What you need to remember that is that your beam splitter acts on products of creation operators as a product transformation. Thus, if your beamsplitter is represented by the matrix \begin{align} U=\left(\begin{array}{cc} U_{11}&U_{12}\\ U_{21}&U_{22} \end{array}\right) \tag{1} \end{align} then: \begin{align} a_i^\dagger &\to \sum_{j}a_j^\dagger U_{ji}\, , \\ a_1^\dagger &\to a_1^\dagger U_{11} +a_2^\dagger U_{21} \, , \tag{2} \\ a_2^\dagger &\to a_2^\dagger U_{12} +a_2^\dagger U_{22} \end{align} and thus on a product state \begin{align} \vert \hbox{in}\rangle =\frac{1}{\sqrt{2}} a_1^\dagger a_1^\dagger a_2^\dagger \vert 0\rangle \end{align} you get the output \begin{align} \vert\hbox{out}\rangle =\frac{1}{\sqrt{2}}\sum_{ijk}a_i^\dagger a_j^\dagger a_k^\dagger U_{i1}U_{j1}U_{k2}\, . \tag{3} \end{align} Note that nothing limits (1) to $2\times 2$ matrices. In general the indices $ijk$ in (3) will run over out modes so in a $3$-channel interferometer they would run from $1$ to $3$ for instance.

Data shown:
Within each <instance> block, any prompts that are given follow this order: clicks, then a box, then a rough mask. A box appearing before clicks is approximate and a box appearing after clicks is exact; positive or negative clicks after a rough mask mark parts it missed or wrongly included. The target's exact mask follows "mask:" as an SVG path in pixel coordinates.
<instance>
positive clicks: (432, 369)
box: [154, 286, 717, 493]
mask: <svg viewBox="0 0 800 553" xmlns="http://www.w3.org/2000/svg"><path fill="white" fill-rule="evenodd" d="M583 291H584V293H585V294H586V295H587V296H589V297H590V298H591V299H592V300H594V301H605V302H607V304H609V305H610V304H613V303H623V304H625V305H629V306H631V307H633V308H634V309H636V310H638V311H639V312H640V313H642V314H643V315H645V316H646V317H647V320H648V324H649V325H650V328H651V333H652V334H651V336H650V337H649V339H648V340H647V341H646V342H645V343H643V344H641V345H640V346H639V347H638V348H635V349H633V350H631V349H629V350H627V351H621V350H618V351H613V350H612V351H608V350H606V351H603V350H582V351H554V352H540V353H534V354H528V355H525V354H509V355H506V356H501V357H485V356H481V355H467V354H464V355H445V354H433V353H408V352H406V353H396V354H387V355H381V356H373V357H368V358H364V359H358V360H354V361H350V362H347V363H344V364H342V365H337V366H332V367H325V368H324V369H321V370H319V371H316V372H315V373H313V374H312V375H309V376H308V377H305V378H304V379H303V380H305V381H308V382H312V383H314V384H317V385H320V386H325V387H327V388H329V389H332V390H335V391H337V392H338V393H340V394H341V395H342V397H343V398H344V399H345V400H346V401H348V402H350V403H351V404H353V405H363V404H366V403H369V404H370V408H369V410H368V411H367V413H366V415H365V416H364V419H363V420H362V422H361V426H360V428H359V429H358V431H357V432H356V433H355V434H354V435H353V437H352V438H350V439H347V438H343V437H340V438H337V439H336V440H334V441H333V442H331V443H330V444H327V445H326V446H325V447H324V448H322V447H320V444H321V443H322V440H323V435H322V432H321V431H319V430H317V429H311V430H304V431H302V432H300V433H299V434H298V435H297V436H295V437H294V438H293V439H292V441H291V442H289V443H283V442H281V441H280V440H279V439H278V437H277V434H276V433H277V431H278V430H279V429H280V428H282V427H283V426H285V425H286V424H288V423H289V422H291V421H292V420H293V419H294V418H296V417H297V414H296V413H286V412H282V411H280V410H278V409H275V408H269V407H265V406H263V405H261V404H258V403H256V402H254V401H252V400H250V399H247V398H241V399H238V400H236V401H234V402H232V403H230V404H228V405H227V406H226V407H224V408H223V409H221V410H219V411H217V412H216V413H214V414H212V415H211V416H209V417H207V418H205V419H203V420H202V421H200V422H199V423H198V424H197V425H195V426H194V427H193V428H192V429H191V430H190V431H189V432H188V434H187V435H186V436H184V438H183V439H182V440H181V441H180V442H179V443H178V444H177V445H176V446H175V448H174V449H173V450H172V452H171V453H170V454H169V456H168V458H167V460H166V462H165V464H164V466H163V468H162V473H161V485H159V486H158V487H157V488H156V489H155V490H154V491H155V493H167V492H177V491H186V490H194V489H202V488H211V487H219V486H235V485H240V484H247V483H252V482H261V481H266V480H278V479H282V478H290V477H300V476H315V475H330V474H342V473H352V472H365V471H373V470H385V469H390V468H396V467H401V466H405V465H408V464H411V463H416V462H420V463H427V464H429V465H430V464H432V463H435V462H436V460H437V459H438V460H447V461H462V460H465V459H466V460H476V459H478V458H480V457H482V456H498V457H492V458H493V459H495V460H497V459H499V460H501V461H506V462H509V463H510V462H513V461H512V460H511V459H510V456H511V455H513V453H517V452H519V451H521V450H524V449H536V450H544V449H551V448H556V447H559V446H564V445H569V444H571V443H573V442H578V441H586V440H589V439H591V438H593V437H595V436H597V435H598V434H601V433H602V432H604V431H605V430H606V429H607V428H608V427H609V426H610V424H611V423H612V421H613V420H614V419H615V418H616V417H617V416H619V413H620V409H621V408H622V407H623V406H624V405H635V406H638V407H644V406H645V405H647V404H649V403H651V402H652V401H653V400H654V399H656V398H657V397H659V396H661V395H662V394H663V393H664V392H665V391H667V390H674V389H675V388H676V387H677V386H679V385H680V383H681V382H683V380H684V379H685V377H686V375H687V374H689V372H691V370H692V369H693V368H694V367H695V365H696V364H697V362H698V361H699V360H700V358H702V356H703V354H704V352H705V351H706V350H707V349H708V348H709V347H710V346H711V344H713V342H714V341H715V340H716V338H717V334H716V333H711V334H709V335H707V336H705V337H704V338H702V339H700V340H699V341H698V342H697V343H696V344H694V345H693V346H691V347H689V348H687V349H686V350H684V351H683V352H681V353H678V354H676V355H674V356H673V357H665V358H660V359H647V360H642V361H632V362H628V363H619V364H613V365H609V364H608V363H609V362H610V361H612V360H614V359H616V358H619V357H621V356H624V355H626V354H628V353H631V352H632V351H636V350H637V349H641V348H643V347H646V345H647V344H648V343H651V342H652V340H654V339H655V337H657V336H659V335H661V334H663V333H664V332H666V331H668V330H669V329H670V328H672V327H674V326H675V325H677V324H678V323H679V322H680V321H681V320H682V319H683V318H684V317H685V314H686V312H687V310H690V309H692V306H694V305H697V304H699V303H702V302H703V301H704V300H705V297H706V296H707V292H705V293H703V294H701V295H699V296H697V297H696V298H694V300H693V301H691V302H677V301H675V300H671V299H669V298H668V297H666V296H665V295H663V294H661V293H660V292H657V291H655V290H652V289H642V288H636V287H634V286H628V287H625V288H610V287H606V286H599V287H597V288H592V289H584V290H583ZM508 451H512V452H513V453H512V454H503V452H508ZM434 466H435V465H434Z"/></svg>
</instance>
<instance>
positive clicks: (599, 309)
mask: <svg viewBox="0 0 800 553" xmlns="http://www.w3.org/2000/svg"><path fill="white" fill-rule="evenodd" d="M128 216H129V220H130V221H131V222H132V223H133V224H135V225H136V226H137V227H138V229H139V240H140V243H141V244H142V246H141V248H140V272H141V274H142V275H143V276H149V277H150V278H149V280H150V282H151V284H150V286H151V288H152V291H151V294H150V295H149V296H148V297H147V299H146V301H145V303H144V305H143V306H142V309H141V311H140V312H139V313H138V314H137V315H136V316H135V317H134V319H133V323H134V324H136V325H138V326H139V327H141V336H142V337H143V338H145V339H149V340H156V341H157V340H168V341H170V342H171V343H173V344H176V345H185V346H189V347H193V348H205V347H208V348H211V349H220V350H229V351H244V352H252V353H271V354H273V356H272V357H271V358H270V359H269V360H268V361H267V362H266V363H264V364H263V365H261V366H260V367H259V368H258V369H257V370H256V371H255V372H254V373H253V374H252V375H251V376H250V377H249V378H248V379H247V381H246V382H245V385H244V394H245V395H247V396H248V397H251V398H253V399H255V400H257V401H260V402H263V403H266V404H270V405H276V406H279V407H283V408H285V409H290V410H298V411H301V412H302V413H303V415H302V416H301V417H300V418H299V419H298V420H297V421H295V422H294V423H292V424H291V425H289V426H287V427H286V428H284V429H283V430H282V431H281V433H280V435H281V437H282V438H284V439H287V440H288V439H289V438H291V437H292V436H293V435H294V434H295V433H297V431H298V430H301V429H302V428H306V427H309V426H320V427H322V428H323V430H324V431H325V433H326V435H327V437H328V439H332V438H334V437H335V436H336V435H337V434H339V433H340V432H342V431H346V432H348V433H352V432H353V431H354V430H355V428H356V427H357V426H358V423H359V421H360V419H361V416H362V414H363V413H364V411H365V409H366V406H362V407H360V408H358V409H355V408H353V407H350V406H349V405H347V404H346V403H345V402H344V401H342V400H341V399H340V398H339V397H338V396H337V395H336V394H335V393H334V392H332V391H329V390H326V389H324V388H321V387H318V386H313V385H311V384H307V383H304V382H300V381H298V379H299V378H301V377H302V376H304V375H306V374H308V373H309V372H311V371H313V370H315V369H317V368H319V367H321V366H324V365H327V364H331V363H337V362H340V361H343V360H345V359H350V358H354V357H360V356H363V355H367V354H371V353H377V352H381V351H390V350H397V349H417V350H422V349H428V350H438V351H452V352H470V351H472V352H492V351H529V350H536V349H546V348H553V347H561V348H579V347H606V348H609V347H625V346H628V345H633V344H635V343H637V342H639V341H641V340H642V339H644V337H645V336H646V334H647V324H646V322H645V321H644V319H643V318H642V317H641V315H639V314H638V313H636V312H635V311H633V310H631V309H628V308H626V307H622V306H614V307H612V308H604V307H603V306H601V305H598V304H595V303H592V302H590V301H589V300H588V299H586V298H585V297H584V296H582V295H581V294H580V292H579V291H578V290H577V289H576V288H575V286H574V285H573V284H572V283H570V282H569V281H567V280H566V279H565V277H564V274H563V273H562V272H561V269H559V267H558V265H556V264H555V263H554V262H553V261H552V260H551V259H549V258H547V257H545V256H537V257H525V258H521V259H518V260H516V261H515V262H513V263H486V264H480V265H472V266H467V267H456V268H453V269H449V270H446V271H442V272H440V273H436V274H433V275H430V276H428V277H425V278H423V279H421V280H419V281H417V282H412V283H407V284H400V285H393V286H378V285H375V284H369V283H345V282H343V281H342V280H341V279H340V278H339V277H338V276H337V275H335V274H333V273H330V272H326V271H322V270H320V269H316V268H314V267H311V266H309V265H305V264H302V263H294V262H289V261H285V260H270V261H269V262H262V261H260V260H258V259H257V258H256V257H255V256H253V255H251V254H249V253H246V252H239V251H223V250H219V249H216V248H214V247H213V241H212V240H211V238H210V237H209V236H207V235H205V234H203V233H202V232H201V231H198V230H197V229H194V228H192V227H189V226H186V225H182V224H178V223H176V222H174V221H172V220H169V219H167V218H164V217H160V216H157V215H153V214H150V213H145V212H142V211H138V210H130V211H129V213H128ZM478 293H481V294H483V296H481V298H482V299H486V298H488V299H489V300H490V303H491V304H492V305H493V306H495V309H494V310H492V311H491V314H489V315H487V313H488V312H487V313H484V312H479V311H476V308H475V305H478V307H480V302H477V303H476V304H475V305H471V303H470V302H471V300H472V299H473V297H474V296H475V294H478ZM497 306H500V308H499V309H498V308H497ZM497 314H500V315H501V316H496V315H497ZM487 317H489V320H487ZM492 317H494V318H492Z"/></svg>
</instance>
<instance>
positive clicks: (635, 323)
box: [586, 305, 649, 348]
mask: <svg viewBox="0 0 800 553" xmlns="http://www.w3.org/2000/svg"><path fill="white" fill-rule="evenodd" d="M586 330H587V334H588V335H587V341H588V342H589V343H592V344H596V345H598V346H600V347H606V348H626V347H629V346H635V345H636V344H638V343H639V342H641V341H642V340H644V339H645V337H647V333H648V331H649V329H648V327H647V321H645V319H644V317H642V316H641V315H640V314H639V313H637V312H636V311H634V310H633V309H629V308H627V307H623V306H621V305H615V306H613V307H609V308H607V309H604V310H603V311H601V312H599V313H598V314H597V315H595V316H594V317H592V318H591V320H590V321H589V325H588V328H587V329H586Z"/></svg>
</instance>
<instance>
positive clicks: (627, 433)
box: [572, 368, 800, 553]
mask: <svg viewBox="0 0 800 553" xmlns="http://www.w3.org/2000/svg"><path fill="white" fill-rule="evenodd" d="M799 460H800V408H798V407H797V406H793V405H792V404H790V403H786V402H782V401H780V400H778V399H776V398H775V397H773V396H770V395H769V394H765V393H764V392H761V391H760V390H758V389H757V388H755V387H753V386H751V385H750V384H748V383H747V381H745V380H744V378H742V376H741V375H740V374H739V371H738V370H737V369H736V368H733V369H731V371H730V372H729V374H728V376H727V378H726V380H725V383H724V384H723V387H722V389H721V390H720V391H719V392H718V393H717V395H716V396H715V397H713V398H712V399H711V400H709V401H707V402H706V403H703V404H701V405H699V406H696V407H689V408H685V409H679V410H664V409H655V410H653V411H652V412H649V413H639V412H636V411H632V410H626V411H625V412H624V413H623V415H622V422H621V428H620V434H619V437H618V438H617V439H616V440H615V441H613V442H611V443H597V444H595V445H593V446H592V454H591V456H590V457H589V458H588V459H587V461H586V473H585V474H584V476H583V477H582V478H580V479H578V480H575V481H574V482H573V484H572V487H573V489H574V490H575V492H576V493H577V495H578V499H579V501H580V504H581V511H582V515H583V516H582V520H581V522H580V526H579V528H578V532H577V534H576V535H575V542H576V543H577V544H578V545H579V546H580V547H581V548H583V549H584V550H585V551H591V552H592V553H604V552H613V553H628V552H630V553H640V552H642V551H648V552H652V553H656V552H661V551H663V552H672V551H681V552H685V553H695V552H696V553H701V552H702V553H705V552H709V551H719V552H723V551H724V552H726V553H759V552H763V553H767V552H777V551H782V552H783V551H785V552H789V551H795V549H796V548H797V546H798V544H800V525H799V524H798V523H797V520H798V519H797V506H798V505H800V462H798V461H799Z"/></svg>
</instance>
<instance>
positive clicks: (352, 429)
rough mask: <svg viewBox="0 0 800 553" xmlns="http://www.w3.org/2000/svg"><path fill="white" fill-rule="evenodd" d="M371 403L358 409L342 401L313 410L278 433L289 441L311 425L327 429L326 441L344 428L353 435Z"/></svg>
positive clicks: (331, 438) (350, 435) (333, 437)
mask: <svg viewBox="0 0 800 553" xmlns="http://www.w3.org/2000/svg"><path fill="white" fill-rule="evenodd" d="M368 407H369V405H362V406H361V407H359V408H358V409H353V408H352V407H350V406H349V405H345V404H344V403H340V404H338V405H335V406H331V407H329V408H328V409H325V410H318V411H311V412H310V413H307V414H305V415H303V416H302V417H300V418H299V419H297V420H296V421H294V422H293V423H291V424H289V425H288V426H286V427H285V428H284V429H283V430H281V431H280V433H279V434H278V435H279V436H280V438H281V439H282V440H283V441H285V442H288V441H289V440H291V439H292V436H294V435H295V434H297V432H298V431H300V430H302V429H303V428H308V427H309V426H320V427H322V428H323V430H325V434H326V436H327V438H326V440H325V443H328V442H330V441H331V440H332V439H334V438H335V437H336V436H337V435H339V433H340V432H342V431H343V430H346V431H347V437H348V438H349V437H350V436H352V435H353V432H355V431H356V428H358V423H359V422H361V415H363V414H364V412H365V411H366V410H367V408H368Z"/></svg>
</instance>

Work task:
Answer these questions about the beam splitter passage:
1. How does the beam splitter act on products of creation operators?
2. What factor multiplies the creation operators in the input state?
3. In a 3-channel interferometer, over what range would the indices in (3) run?
The listing plays no part in this work.

Finished task:
1. As a product transformation.
2. 1/√2.
3. From 1 to 3.